> Your assignment
Give back the full listing, character for character, with no pictures.

(Material for this exercise Opens)

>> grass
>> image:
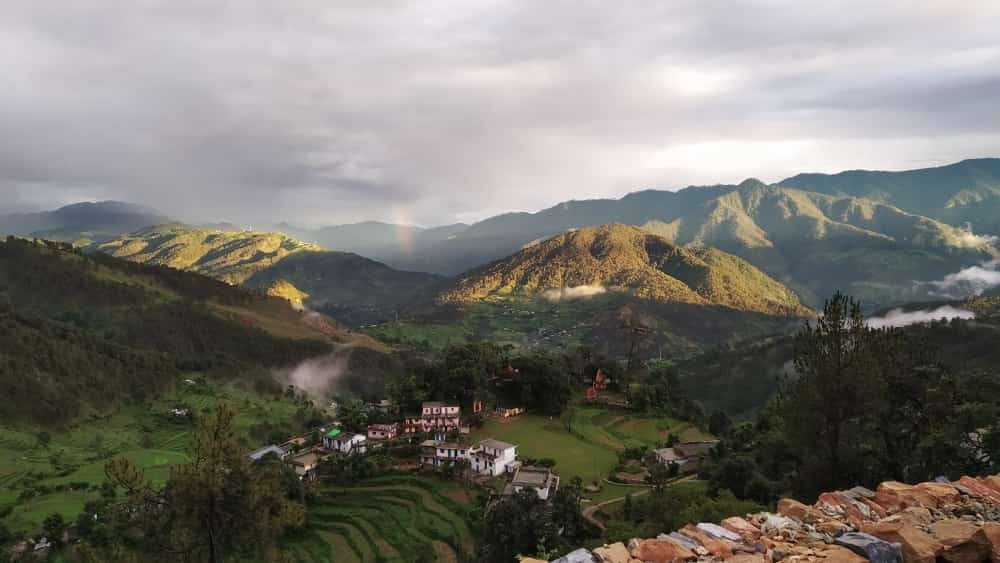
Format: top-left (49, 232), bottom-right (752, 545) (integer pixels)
top-left (0, 377), bottom-right (312, 535)
top-left (286, 474), bottom-right (475, 563)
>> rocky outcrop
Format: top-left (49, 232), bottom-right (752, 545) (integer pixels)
top-left (532, 474), bottom-right (1000, 563)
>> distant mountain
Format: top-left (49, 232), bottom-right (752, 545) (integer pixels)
top-left (93, 224), bottom-right (443, 325)
top-left (0, 201), bottom-right (170, 245)
top-left (780, 158), bottom-right (1000, 233)
top-left (438, 224), bottom-right (810, 317)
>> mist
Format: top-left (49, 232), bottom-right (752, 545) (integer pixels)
top-left (273, 346), bottom-right (354, 402)
top-left (541, 285), bottom-right (607, 302)
top-left (923, 260), bottom-right (1000, 298)
top-left (867, 305), bottom-right (975, 329)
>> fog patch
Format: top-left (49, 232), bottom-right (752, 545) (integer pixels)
top-left (541, 285), bottom-right (607, 302)
top-left (273, 346), bottom-right (354, 401)
top-left (921, 260), bottom-right (1000, 298)
top-left (867, 305), bottom-right (975, 329)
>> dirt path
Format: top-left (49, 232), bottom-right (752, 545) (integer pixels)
top-left (582, 475), bottom-right (697, 530)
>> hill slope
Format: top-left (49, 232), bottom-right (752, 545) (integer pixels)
top-left (0, 201), bottom-right (170, 245)
top-left (438, 224), bottom-right (810, 317)
top-left (93, 224), bottom-right (444, 325)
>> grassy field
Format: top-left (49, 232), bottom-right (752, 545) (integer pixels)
top-left (0, 378), bottom-right (309, 534)
top-left (284, 474), bottom-right (476, 563)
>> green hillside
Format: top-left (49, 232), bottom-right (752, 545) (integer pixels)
top-left (93, 224), bottom-right (444, 325)
top-left (0, 237), bottom-right (345, 426)
top-left (439, 224), bottom-right (810, 317)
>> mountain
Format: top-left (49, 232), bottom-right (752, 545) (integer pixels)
top-left (0, 201), bottom-right (170, 245)
top-left (780, 157), bottom-right (1000, 233)
top-left (93, 224), bottom-right (444, 325)
top-left (439, 224), bottom-right (810, 317)
top-left (0, 237), bottom-right (354, 425)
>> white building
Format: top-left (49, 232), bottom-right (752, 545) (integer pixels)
top-left (470, 438), bottom-right (518, 476)
top-left (421, 401), bottom-right (461, 432)
top-left (503, 466), bottom-right (561, 501)
top-left (324, 428), bottom-right (367, 455)
top-left (420, 440), bottom-right (470, 468)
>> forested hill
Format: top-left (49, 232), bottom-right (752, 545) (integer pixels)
top-left (0, 237), bottom-right (338, 426)
top-left (438, 224), bottom-right (811, 317)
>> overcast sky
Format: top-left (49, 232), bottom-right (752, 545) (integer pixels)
top-left (3, 1), bottom-right (999, 226)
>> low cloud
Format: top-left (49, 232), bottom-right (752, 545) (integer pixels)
top-left (922, 260), bottom-right (1000, 298)
top-left (541, 285), bottom-right (607, 302)
top-left (867, 305), bottom-right (975, 329)
top-left (273, 347), bottom-right (354, 401)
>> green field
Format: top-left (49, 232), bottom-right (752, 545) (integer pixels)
top-left (284, 475), bottom-right (476, 563)
top-left (0, 379), bottom-right (308, 534)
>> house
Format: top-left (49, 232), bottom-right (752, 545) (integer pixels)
top-left (469, 438), bottom-right (518, 476)
top-left (495, 405), bottom-right (525, 418)
top-left (323, 428), bottom-right (367, 454)
top-left (287, 450), bottom-right (322, 478)
top-left (421, 401), bottom-right (461, 432)
top-left (249, 444), bottom-right (286, 462)
top-left (367, 423), bottom-right (399, 440)
top-left (420, 439), bottom-right (470, 468)
top-left (654, 440), bottom-right (719, 473)
top-left (280, 436), bottom-right (308, 454)
top-left (402, 415), bottom-right (423, 434)
top-left (503, 465), bottom-right (561, 500)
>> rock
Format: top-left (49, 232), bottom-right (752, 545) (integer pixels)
top-left (729, 555), bottom-right (767, 563)
top-left (954, 477), bottom-right (1000, 505)
top-left (696, 522), bottom-right (743, 542)
top-left (818, 492), bottom-right (871, 526)
top-left (780, 498), bottom-right (825, 524)
top-left (679, 524), bottom-right (734, 559)
top-left (915, 482), bottom-right (962, 506)
top-left (722, 516), bottom-right (763, 542)
top-left (891, 507), bottom-right (934, 528)
top-left (593, 543), bottom-right (632, 563)
top-left (820, 545), bottom-right (870, 563)
top-left (875, 482), bottom-right (939, 512)
top-left (666, 533), bottom-right (701, 552)
top-left (520, 559), bottom-right (550, 563)
top-left (979, 523), bottom-right (1000, 563)
top-left (861, 520), bottom-right (942, 563)
top-left (630, 538), bottom-right (696, 563)
top-left (834, 532), bottom-right (903, 563)
top-left (761, 514), bottom-right (802, 535)
top-left (930, 519), bottom-right (990, 563)
top-left (816, 519), bottom-right (851, 537)
top-left (980, 476), bottom-right (1000, 496)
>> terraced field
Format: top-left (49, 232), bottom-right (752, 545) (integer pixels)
top-left (285, 475), bottom-right (476, 563)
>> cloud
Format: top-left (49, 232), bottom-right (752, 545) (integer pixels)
top-left (867, 305), bottom-right (975, 329)
top-left (541, 285), bottom-right (607, 302)
top-left (923, 260), bottom-right (1000, 298)
top-left (0, 2), bottom-right (999, 225)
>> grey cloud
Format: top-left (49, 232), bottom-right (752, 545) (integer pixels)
top-left (1, 1), bottom-right (999, 225)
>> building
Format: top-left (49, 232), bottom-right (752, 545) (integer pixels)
top-left (420, 439), bottom-right (470, 469)
top-left (324, 428), bottom-right (367, 454)
top-left (503, 465), bottom-right (561, 500)
top-left (280, 436), bottom-right (308, 455)
top-left (402, 416), bottom-right (424, 435)
top-left (287, 450), bottom-right (323, 478)
top-left (495, 405), bottom-right (525, 418)
top-left (470, 438), bottom-right (518, 476)
top-left (248, 444), bottom-right (286, 462)
top-left (421, 401), bottom-right (461, 432)
top-left (367, 423), bottom-right (399, 440)
top-left (654, 440), bottom-right (719, 473)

(Material for this exercise Closes)

> Result of the task
>> grass
>> image:
Format: top-left (49, 232), bottom-right (752, 545) (integer pixels)
top-left (0, 377), bottom-right (312, 535)
top-left (286, 474), bottom-right (475, 563)
>> rocky outcrop
Format: top-left (49, 232), bottom-right (752, 545) (integer pixels)
top-left (532, 474), bottom-right (1000, 563)
>> distant mountain
Format: top-left (49, 232), bottom-right (752, 545) (integer pixels)
top-left (93, 224), bottom-right (443, 325)
top-left (0, 201), bottom-right (170, 245)
top-left (780, 158), bottom-right (1000, 233)
top-left (438, 224), bottom-right (810, 317)
>> mist
Format: top-left (49, 232), bottom-right (752, 545) (integer pixels)
top-left (273, 346), bottom-right (354, 402)
top-left (541, 285), bottom-right (607, 302)
top-left (923, 260), bottom-right (1000, 298)
top-left (867, 305), bottom-right (975, 329)
>> fog patch
Format: top-left (49, 232), bottom-right (752, 545) (integer pixels)
top-left (541, 285), bottom-right (607, 302)
top-left (273, 346), bottom-right (354, 401)
top-left (921, 260), bottom-right (1000, 298)
top-left (867, 305), bottom-right (975, 329)
>> dirt path
Format: top-left (49, 232), bottom-right (752, 545) (integer pixels)
top-left (582, 475), bottom-right (697, 530)
>> hill slope
Format: top-left (49, 232), bottom-right (752, 545) (integer pixels)
top-left (0, 201), bottom-right (170, 245)
top-left (438, 224), bottom-right (810, 317)
top-left (93, 224), bottom-right (444, 325)
>> grassy field
Format: top-left (49, 232), bottom-right (752, 545) (integer pixels)
top-left (0, 378), bottom-right (309, 534)
top-left (284, 474), bottom-right (476, 563)
>> green hillside
Format: top-left (49, 232), bottom-right (752, 545) (integer pixels)
top-left (93, 224), bottom-right (444, 325)
top-left (0, 237), bottom-right (345, 426)
top-left (439, 224), bottom-right (810, 317)
>> mountain
Format: top-left (49, 232), bottom-right (752, 545) (integer pixels)
top-left (0, 201), bottom-right (170, 245)
top-left (780, 157), bottom-right (1000, 233)
top-left (93, 224), bottom-right (444, 325)
top-left (439, 224), bottom-right (810, 317)
top-left (0, 237), bottom-right (354, 425)
>> white building
Format: top-left (49, 232), bottom-right (752, 545) (integer pixels)
top-left (470, 438), bottom-right (518, 476)
top-left (421, 401), bottom-right (461, 432)
top-left (503, 466), bottom-right (561, 501)
top-left (324, 428), bottom-right (367, 455)
top-left (420, 440), bottom-right (470, 468)
>> forested hill
Format: top-left (49, 232), bottom-right (752, 545) (integer pixels)
top-left (0, 237), bottom-right (338, 426)
top-left (438, 224), bottom-right (811, 317)
>> overcast sky
Format: top-left (49, 232), bottom-right (752, 545) (integer pixels)
top-left (3, 1), bottom-right (999, 226)
>> low cloud
Format: top-left (49, 232), bottom-right (752, 545) (integer pixels)
top-left (922, 260), bottom-right (1000, 298)
top-left (541, 285), bottom-right (607, 302)
top-left (867, 305), bottom-right (975, 329)
top-left (273, 347), bottom-right (354, 401)
>> green field
Format: top-left (49, 232), bottom-right (752, 545) (integer pixels)
top-left (284, 475), bottom-right (476, 563)
top-left (0, 379), bottom-right (308, 534)
>> house
Format: top-left (49, 232), bottom-right (752, 545) (integer pixels)
top-left (469, 438), bottom-right (518, 476)
top-left (495, 405), bottom-right (525, 418)
top-left (323, 428), bottom-right (367, 454)
top-left (287, 450), bottom-right (322, 478)
top-left (421, 401), bottom-right (461, 432)
top-left (249, 444), bottom-right (286, 462)
top-left (367, 423), bottom-right (399, 440)
top-left (420, 439), bottom-right (470, 468)
top-left (654, 440), bottom-right (719, 473)
top-left (280, 436), bottom-right (308, 454)
top-left (402, 415), bottom-right (423, 434)
top-left (503, 465), bottom-right (561, 500)
>> rock
Format: top-left (49, 232), bottom-right (752, 545) (integer pixels)
top-left (729, 555), bottom-right (767, 563)
top-left (954, 477), bottom-right (1000, 505)
top-left (696, 522), bottom-right (743, 542)
top-left (818, 492), bottom-right (871, 526)
top-left (780, 498), bottom-right (825, 524)
top-left (679, 524), bottom-right (734, 559)
top-left (915, 482), bottom-right (962, 506)
top-left (722, 516), bottom-right (763, 542)
top-left (891, 507), bottom-right (934, 528)
top-left (593, 543), bottom-right (632, 563)
top-left (820, 545), bottom-right (870, 563)
top-left (875, 482), bottom-right (939, 512)
top-left (666, 533), bottom-right (701, 552)
top-left (520, 559), bottom-right (550, 563)
top-left (979, 523), bottom-right (1000, 563)
top-left (861, 520), bottom-right (942, 563)
top-left (630, 538), bottom-right (696, 563)
top-left (834, 532), bottom-right (903, 563)
top-left (761, 514), bottom-right (802, 535)
top-left (930, 519), bottom-right (990, 563)
top-left (816, 519), bottom-right (851, 537)
top-left (980, 476), bottom-right (1000, 496)
>> terraced field
Format: top-left (49, 232), bottom-right (752, 545) (integer pixels)
top-left (285, 475), bottom-right (476, 563)
>> cloud
Format: top-left (49, 232), bottom-right (752, 545) (integer pixels)
top-left (867, 305), bottom-right (975, 329)
top-left (541, 285), bottom-right (607, 302)
top-left (923, 260), bottom-right (1000, 298)
top-left (0, 2), bottom-right (999, 225)
>> grey cloud
Format: top-left (49, 232), bottom-right (752, 545) (integer pixels)
top-left (1, 1), bottom-right (999, 225)
>> building
Format: top-left (49, 232), bottom-right (752, 545) (integer pixels)
top-left (420, 439), bottom-right (470, 469)
top-left (324, 428), bottom-right (367, 454)
top-left (503, 465), bottom-right (561, 500)
top-left (280, 436), bottom-right (308, 455)
top-left (402, 416), bottom-right (424, 435)
top-left (287, 450), bottom-right (323, 478)
top-left (495, 405), bottom-right (525, 418)
top-left (470, 438), bottom-right (518, 476)
top-left (248, 444), bottom-right (286, 462)
top-left (421, 401), bottom-right (461, 432)
top-left (367, 423), bottom-right (399, 440)
top-left (654, 440), bottom-right (719, 473)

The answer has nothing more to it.